# TASK PROMPT
Reproduce verbatim the line where "Query: girl's forehead" occurs, along with all following lines down to the last line of the data.

[Data records]
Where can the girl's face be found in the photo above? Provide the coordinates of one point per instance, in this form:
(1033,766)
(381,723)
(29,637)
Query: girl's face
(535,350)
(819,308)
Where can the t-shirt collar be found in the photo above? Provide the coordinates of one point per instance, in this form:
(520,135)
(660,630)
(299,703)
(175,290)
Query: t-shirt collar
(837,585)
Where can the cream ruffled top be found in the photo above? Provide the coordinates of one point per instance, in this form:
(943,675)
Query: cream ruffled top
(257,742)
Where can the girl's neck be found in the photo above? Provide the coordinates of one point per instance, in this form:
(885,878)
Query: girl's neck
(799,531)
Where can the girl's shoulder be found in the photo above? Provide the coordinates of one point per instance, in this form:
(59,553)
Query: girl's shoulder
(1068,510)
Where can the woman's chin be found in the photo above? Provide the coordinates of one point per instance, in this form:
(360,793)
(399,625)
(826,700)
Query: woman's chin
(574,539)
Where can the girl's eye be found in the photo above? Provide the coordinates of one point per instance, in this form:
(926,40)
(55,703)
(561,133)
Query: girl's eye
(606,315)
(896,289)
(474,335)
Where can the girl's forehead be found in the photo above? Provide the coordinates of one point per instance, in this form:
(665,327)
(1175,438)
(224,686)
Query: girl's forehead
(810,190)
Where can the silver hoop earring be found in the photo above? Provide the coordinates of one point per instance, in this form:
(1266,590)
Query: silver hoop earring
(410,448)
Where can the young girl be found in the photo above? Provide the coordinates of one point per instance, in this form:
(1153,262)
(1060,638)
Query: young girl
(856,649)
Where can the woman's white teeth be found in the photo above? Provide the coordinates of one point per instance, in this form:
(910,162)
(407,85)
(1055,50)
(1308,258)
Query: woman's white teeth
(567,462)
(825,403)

# ANSWER BELOW
Query: girl's forehead
(810,190)
Where can the silver hoop earring be found in the photo above? Provide the coordinates of one point per instance, in this form:
(1266,590)
Query: silver hoop earring
(410,448)
Where can the young girl be found in the photo above? Provide the coordinates of one point per instance, in this form:
(1153,262)
(1060,638)
Query: young girl
(856,649)
Where can the woman's white teeth be found in the photo above? Provide the coordinates of one point per instance, in this form:
(910,162)
(407,85)
(1055,50)
(1308,258)
Query: woman's white teeth
(567,462)
(825,403)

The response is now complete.